### [Exercise]
Copy the following data exactly and drop the pictures.

### [Source information]
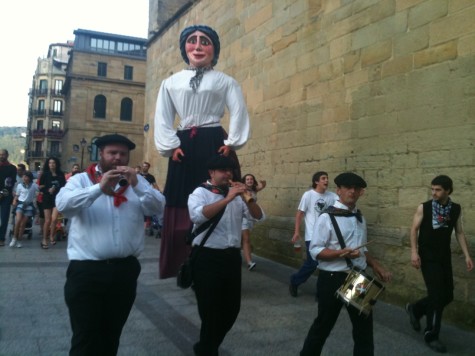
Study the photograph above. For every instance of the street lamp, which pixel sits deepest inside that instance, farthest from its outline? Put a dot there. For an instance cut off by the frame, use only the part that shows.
(83, 143)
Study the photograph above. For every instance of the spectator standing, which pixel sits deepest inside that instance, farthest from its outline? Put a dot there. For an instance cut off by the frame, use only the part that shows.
(312, 204)
(51, 181)
(23, 202)
(253, 186)
(8, 174)
(431, 232)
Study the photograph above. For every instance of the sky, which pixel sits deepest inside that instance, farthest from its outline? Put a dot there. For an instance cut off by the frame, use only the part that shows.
(28, 27)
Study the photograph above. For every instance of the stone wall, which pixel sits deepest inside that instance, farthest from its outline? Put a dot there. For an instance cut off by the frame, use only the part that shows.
(384, 88)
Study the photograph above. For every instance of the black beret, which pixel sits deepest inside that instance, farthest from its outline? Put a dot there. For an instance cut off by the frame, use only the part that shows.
(114, 138)
(350, 179)
(221, 162)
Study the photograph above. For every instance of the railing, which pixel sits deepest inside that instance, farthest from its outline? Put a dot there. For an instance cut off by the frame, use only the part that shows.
(39, 112)
(40, 92)
(55, 133)
(54, 153)
(56, 92)
(56, 113)
(39, 133)
(36, 154)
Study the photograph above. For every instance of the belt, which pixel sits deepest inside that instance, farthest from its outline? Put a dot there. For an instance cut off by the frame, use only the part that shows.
(108, 261)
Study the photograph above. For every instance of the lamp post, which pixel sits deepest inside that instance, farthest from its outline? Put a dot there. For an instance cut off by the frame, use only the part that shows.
(83, 143)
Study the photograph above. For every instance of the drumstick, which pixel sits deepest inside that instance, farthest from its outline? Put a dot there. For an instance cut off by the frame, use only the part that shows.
(356, 248)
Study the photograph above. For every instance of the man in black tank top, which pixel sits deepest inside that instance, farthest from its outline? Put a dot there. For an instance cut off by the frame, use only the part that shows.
(431, 231)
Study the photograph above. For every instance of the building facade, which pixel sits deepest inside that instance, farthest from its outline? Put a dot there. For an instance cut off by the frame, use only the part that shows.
(45, 125)
(104, 93)
(383, 88)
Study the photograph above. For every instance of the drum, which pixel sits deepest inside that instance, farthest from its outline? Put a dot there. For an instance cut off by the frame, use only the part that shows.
(360, 291)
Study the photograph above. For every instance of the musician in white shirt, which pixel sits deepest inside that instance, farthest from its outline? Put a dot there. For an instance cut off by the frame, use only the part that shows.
(217, 264)
(106, 205)
(335, 262)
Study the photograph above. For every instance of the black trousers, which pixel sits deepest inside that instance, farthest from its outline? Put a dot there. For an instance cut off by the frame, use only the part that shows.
(5, 208)
(329, 307)
(217, 285)
(440, 292)
(99, 296)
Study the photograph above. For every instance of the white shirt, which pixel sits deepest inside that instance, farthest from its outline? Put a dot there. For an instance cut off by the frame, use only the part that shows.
(99, 230)
(228, 231)
(26, 195)
(203, 108)
(313, 204)
(353, 232)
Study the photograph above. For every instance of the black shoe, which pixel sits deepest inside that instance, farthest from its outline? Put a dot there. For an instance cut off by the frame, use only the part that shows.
(416, 325)
(293, 290)
(437, 346)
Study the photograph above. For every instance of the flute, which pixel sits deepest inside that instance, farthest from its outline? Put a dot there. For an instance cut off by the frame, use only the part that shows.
(246, 195)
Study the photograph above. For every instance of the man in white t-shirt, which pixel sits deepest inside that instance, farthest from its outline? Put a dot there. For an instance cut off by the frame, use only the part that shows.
(312, 204)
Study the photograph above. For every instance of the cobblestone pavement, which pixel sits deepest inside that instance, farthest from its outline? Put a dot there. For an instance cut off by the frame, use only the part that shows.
(164, 320)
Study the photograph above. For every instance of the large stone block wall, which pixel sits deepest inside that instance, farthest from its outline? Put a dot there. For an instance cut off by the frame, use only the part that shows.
(384, 88)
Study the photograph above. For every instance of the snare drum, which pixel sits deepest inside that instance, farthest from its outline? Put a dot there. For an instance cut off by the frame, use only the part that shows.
(360, 291)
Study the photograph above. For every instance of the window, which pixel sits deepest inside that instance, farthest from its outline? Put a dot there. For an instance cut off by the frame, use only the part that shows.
(38, 146)
(58, 87)
(101, 45)
(41, 107)
(57, 107)
(43, 87)
(126, 109)
(56, 125)
(102, 69)
(100, 103)
(55, 148)
(128, 73)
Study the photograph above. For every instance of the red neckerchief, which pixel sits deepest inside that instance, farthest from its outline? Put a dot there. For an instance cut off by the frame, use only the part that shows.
(215, 189)
(95, 177)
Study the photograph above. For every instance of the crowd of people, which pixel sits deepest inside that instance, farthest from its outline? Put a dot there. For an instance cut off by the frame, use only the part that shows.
(110, 204)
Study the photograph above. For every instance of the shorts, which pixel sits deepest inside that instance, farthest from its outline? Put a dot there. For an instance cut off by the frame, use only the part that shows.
(48, 201)
(27, 209)
(247, 224)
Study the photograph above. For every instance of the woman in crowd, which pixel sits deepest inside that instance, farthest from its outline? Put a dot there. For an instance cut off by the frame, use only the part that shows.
(51, 181)
(198, 95)
(253, 186)
(24, 199)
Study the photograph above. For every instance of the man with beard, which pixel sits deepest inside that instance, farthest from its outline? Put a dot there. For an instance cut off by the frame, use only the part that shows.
(105, 205)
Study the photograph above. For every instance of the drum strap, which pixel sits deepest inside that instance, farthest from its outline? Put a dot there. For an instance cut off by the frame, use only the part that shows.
(340, 238)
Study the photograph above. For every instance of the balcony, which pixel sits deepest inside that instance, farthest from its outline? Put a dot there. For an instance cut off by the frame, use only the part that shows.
(39, 112)
(41, 92)
(39, 133)
(55, 133)
(55, 113)
(56, 92)
(54, 153)
(36, 154)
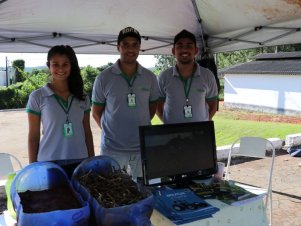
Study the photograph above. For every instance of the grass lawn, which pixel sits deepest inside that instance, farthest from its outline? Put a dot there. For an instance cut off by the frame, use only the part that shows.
(228, 129)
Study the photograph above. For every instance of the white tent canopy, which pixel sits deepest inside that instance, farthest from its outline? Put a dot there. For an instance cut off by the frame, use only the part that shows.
(92, 26)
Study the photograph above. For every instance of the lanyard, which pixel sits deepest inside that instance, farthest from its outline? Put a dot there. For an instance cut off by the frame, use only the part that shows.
(187, 86)
(130, 81)
(65, 109)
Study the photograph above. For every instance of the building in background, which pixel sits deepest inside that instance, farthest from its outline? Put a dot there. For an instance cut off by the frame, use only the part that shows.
(270, 83)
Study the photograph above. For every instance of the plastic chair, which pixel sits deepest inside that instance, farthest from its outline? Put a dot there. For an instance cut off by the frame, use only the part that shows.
(255, 147)
(8, 164)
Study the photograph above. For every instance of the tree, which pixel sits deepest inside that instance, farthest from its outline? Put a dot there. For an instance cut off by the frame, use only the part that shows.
(164, 62)
(19, 65)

### [Exercise solution]
Study the photograph above. For every instance of the street lamp, which pixel sits deepest inside that instance, farthest from its outline? Put a dot there. For an instance cut off by the frame, use only the part that shows.
(83, 143)
Study the photograph above. For every instance of the spectator standing, which pixel sits deepest inside that instance, farthest from its outline? Put a dot there. For an instance cut off by the frame, use only the part that shows.
(312, 204)
(51, 181)
(23, 202)
(253, 186)
(8, 174)
(431, 232)
Study the photograph above. For every instance of the sky, which pixel sits deepest inside that instance, farthest from its outline? Put a dot there. For an instance cut off by the frame, use only the part that shows.
(28, 27)
Study the photograph above. For every instance of the stone wall, which pixel sits deepest inside that instance, farthest from its outline? Put a dot there. For an instance cut off by the frame, use only the part that shows.
(384, 88)
Study the photograph above. For every instance of the black beret, which pixel sits deepest inside that instance, farthest from its outline? Put a dot there. For an instance cut off by the frame, use only the part that shows.
(114, 138)
(350, 179)
(221, 162)
Study the photograph above. For every instance of the railing, which pixel sits deepest inside that instance, farthest from its outline? Put a dot there. For an instance cut off by the frame, use only the part that shows.
(39, 112)
(40, 92)
(55, 133)
(54, 153)
(56, 92)
(56, 113)
(39, 133)
(36, 154)
Study the photograph above. For every instance of the belt, which pixel sits deepest inside that instance, farthest from its outline? Put a dot there. For an instance cut off by the frame, use only the part that shows.
(108, 261)
Study the photograph above. For every instance of the lamp post, which pixel sits deepest inside that instance, farthest from its outline? Put a dot there. For an instance cut off by the frame, use only the part that shows.
(83, 143)
Study the photograph above. For every instance of the drumstick, which pixel sits deepest inside that instance, farthest from its outline? Put a dot there. For an instance cut off by the frame, use only the part that shows.
(356, 248)
Study the photograph above. For every instance of the man in black tank top, which pixel sits deepest inside that instance, farthest from its outline? Put a dot there. For an instance cut off by the frame, use only the part that shows.
(431, 231)
Study the photograph above. For every instance of the building facade, which pixel sits deepest inside that instance, farthest from its outline? Put a dot there. For an instance cut off by the frame, use only the part that shows.
(45, 125)
(104, 93)
(383, 88)
Study the photograph above. For every instance of the drum, which pixel sits deepest inside that instance, farthest from its outline? Put a dot there. For an instance cut off by the frame, use only the part that shows.
(360, 291)
Study the photograph above. For every instance of the musician in white shirt, which pixel sits deepest inside that instance, farthest from its outline? Put a dot there. For an instance cut off by the frame, use only the part that shows.
(217, 264)
(106, 205)
(335, 262)
Study the photograph above. For every instance of the black trousers, which pixel sits deepest inside that instance, farthest from its outline? Put a dot there. For an instance cut off by the frame, use only the part that shows.
(5, 208)
(329, 307)
(217, 285)
(440, 292)
(99, 296)
Study the photograph above. For every instance of the white shirt, which pixel sits deepest inside that instance, farthest from its outline? Put a dot there. For an instance cut off by the frame, use only the part that shows.
(99, 230)
(228, 231)
(26, 195)
(203, 108)
(313, 204)
(353, 232)
Study the photograph above. For every instance of the black shoe, which pixel sits deepest inside that instance, farthest from its outline? Put a dot there. For an instance cut off by the frame, use only the part that shows.
(416, 325)
(293, 290)
(437, 346)
Study the photograph above. For every instance of the flute, which pixel sits deepest inside that instance, farthest from its outline? Put a dot there. For an instance cut off by the frame, use only the part that shows.
(246, 195)
Study the photograph above. For every instance of the man in white t-shirt, which pixel sits deepest inside that instance, farthest from its outline? Put a dot there. For an instance cut off by the frame, use only the part that shows.
(312, 204)
Study the photograph above. For every instance of the cobblestone pavement, which pixel sits deepest inside that instance, farthest from its outline? Put a dot there. For an instance cut off by the frame, use only the part that shows.
(164, 320)
Study the photograph above. For every instance of the large stone block wall, which pixel sits deepest inside that instance, farthest from its outline? Put a dot there. For an instance cut off by the frame, use only the part that shows.
(384, 88)
Study the photograph above. For every instance of the snare drum, which pixel sits deepest inside that instance, farthest from its outline? Put a dot there. For an instance cut off by the frame, use only the part that shows.
(360, 291)
Study the photograph above. For every instance of the window, which pixel sits deepest inside that instance, farthest from its outline? Put a dot there. For an instance cut off by the frame, use only the part that shows.
(38, 146)
(58, 87)
(101, 45)
(41, 107)
(57, 107)
(43, 87)
(126, 109)
(56, 125)
(102, 69)
(100, 103)
(55, 148)
(128, 73)
Study the photograph above. For every instance of the red neckerchief, which pixel sits deepest inside that instance, farthest from its outline? Put a dot there. For an instance cut off by the frame, use only the part that shows.
(215, 189)
(95, 177)
Study the photograph above. For every instance of the crowd of people, which pixel sits deepest inside that instance, farthest from its outline? Put a dot there. For an instance cut off by the frame, use only the part that shows.
(110, 204)
Study the photograph above. For every instance of the shorts, which pixel sits deepest inside that instance, farthest from its outline? Put a dot there. For an instance cut off by the frame, use only the part that shows.
(48, 201)
(27, 209)
(247, 224)
Study the photograph above. For every instance of the woman in crowd, which pixel sits deepest inside that instance, farthest from its outline? Put a dot there. For an instance cut off by the frame, use only the part that shows.
(51, 181)
(198, 95)
(253, 186)
(24, 199)
Study the photograph above. For every instance of the man with beard, which pixel sits deepest inside that instance, farthest from its outline? Put a dot there. For an instance cut off by the frame, use only the part that shows.
(105, 205)
Study the photograph above. For every instance of the drum strap, which pixel sits deepest inside that instance, farthest from its outline? Put a dot there. For an instance cut off by the frame, use only the part that shows.
(340, 238)
Study the photograph above. For every instance of the balcony, which pixel sits deepest inside that instance, farthest from its outline? Put a dot there. For an instance cut off by the frame, use only the part that shows.
(39, 112)
(41, 92)
(39, 133)
(55, 133)
(55, 113)
(56, 92)
(54, 153)
(36, 154)
Study the photograph above. For every instance of the grass lawn, which pixel sits deepest inside that instance, farthest from its outline? Put a dot there. For an instance cut off by the frame, use only the part that shows.
(228, 129)
Study the photograph above. For every instance of the white tent canopy, which pixel sits deepest inside that instance, farthest from its outline? Put a dot there. For an instance cut off by the frame, use only the part that shows.
(92, 26)
Study the photograph above. For every instance of the lanyard, which pixel sits deepest inside that instance, farthest from its outline? Put a dot there. For an instance cut off by the frame, use only the part that shows.
(187, 86)
(130, 81)
(65, 109)
Study the photograph above. For every instance of the building in background, which pixel sits deepest inside that instance, farthest from its outline? Put a dot there. For an instance cut off by the frame, use only the part that shows.
(270, 83)
Study the photograph above. For every instance of the plastic chair, which pixel sits deepest inside that instance, farthest from its outline? Put a dot there. For an instance cut off by the frame, use only the part that shows.
(255, 147)
(8, 164)
Study the photograph above. For every instance of the tree, which pixel sits deepest inside that instance, farthest from its outline? Put a dot there. For an instance cut off by the frame, use only the part that shows.
(164, 62)
(19, 65)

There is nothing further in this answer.